Ce roman, construit en puzzle, nous heurte aux façades bien pensantes et à la raideur bourgeoise. Tout au long des pages, le lecteur découvre, choqué, les pratiques et dérives en contradiction avec les principes de charité et d’amour du prochain.

 Le récit

Gilles est un jeune prêtre fraichement nommé professeur dans une institution religieuse. Parmi ses élèves, Didier ; il semble différent, énigmatique et, par ailleurs, attiré par la poésie. Un jour, Gilles croise Didier en compagnie d’une jeune fille auprès d’une fontaine. Rien de bien anormal à cet âge des flirts, mais les deux jeunes gens se séparent aussitôt. Or, quelques jours après, ce même Didier se supprime. Consternation dans l’institution et pour ce jeune professeur. Et autre hasard. Quand cet enseignant vient se recueillir sur la tombe de son ancien élève, il retrouve la jeune fille de la fontaine. Elle lui confie qu’elle est enceinte de Didier et qu’elle veut avorter. Impensable pour un croyant et prêtre de surcroit. Pour cette famille connue, bien en vue dans la ville et fréquentant l’église, c’est un déshonneur. Il convient vite, d’éviter le scandale. Famille, institution religieuse et Gilles, ému par le sort de cette jeune fille, vont se mobiliser pour éloigner le nouveau-né, un garçon. Et la jeune mère doit promettre de ne jamais chercher à le revoir. Entre coup de foudre et prêtre défroqué, l’imbroglio est à son comble et le silence est un mal difficile à porter surtout pour la mère qui souffre de ne pas connaitre son 1er enfant. Elle se mariera, aura une fille unique et le couple vivra dans un milieu étouffant et conformiste. Cette jeune fille unique connaitra l’ennui et s’éloignera de ses parents. Son père avant de mourir, lui confiera un secret ; l'existence d'un demi-frère. Commencera alors une quête. On y découvrira un enfant blessé car abandonné, l’existence de sévices en tout genre dans ces institutions religieuses chargées d’accueillir ces orphelins.

Roman intense à suspens, dont les chapitres sont des prénoms, sortes de plots sur lesquels on saute à pieds joints pour découvrir la suite. Le lecteur reste bouleversé par cette histoire.


La Côte, 27 juillet 2022

Un roman historique d’une actualité brûlante

Dans son dernier opus, Frédéric Lamoth reprend une nouvelle fois des affaires du passé qui ressurgissent dans l’actualité, il raconte les grossesses non désirées, l’avortement et le placement d’enfants dans les années 1960.

«On disait que ce n’était pas si dangereux. Beaucoup de filles étaient passées par là sans que personne ne le sût jamais. Les faiseuses d’anges vivaient dans les hameaux en dehors de la ville.»
Cette citation est extraite de Le Chemin des Limbes, le dernier livre de Frédéric Lamoth, médecin et romancier habitant Nyon. «Faiseuse d’ange» ainsi désignait-on autrefois celles qui mettaient clandestinement un terme aux grossesses non désirées d’autres femmes. Cette expression est aujourd’hui désuète dans le langage courant des Suisses puisque l’avortement est légal dans notre pays depuis 2002. Mais au vu des récents événements , il est légitime de se demander pour combien de temps encore?
● ● ● ● ● ● ●
* _Consigne_
Dans la critique du roman, remplacez « opus » par « ouvrage » au sein du passage qui commence aux mots « La Côte, 27 » et s'arrête après « les années 1960. », puis recopiez ce passage.

* _Lignes fournies_
● ● ● ● ● ● ●
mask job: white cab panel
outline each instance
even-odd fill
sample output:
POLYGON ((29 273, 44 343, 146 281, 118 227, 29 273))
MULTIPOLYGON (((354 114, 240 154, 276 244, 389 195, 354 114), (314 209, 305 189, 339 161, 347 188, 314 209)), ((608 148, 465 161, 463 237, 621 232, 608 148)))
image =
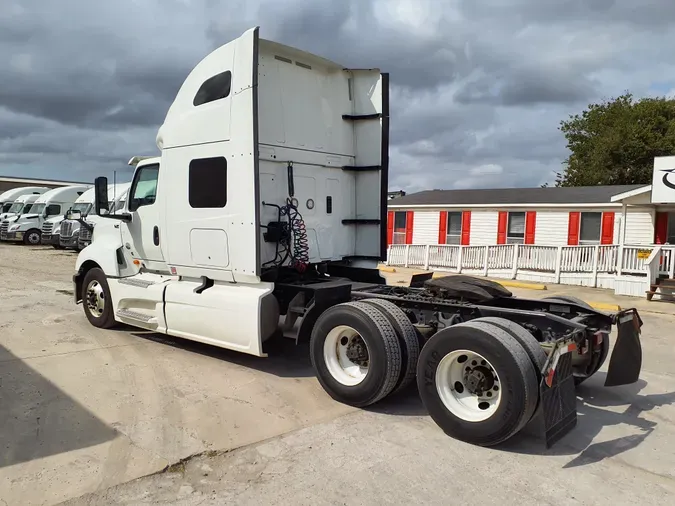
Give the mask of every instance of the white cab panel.
POLYGON ((256 356, 262 352, 262 300, 273 285, 220 284, 196 293, 202 283, 181 280, 165 293, 167 333, 256 356))

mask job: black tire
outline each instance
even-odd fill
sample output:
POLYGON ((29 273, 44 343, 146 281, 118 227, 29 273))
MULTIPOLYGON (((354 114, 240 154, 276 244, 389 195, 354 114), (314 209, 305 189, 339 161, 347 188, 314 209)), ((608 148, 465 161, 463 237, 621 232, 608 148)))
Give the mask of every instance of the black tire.
POLYGON ((23 234, 23 243, 27 246, 39 246, 42 244, 42 232, 32 229, 23 234))
POLYGON ((537 383, 541 381, 541 370, 544 368, 547 359, 546 352, 541 347, 541 344, 539 344, 539 341, 537 341, 525 327, 518 325, 511 320, 507 320, 506 318, 499 318, 497 316, 477 318, 471 321, 489 323, 511 334, 511 336, 522 345, 527 352, 527 355, 530 357, 530 360, 534 365, 534 370, 537 373, 537 383))
POLYGON ((396 393, 415 381, 417 375, 417 361, 420 357, 420 343, 418 332, 406 314, 393 302, 383 299, 365 299, 366 304, 377 307, 387 317, 396 330, 398 343, 401 347, 401 374, 392 390, 396 393))
POLYGON ((469 321, 436 333, 422 349, 417 386, 431 418, 450 437, 479 446, 494 446, 518 432, 536 408, 539 389, 534 365, 521 344, 492 324, 469 321), (483 421, 467 421, 446 407, 437 388, 437 370, 453 351, 468 350, 483 356, 499 376, 501 401, 483 421))
POLYGON ((100 329, 111 329, 117 325, 115 321, 115 316, 113 315, 112 300, 110 298, 110 288, 108 287, 108 281, 105 277, 105 274, 101 269, 95 267, 87 271, 84 275, 84 280, 82 281, 82 307, 84 308, 84 314, 94 327, 100 329), (102 288, 103 293, 103 311, 96 316, 94 311, 89 306, 89 288, 90 284, 98 283, 102 288))
MULTIPOLYGON (((485 322, 488 325, 498 327, 508 332, 511 335, 511 337, 513 337, 516 341, 518 341, 518 343, 520 343, 520 345, 527 353, 527 356, 530 357, 530 361, 532 362, 532 365, 534 367, 534 372, 537 376, 537 391, 538 391, 539 385, 542 380, 541 370, 544 368, 544 365, 546 364, 546 359, 548 358, 546 356, 546 352, 542 349, 541 344, 539 344, 539 341, 537 341, 534 338, 534 336, 530 334, 527 331, 527 329, 525 329, 522 325, 518 325, 516 322, 512 322, 511 320, 507 320, 506 318, 488 316, 485 318, 477 318, 471 321, 485 322)), ((537 395, 537 401, 538 400, 539 396, 537 395)), ((538 402, 529 404, 528 411, 525 413, 525 416, 523 417, 522 425, 518 428, 516 432, 520 431, 520 429, 522 429, 527 424, 527 422, 529 422, 532 419, 532 415, 534 415, 534 412, 537 410, 537 405, 538 402)))
POLYGON ((401 347, 396 330, 379 308, 363 302, 346 302, 324 311, 316 320, 309 342, 312 366, 321 386, 333 399, 364 407, 389 395, 401 374, 401 347), (331 330, 347 325, 368 348, 368 372, 356 385, 345 385, 331 374, 324 345, 331 330))

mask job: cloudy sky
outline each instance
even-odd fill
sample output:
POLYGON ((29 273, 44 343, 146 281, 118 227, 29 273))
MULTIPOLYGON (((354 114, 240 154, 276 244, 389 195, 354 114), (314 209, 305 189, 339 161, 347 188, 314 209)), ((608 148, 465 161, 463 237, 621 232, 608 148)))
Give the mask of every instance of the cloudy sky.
● ● ● ● ● ● ●
* _Tâche réalisée_
La Côte, 27 juillet 2022

Un roman historique d’une actualité brûlante

Dans son dernier ouvrage, Frédéric Lamoth reprend une nouvelle fois des affaires du passé qui ressurgissent dans l’actualité, il raconte les grossesses non désirées, l’avortement et le placement d’enfants dans les années 1960.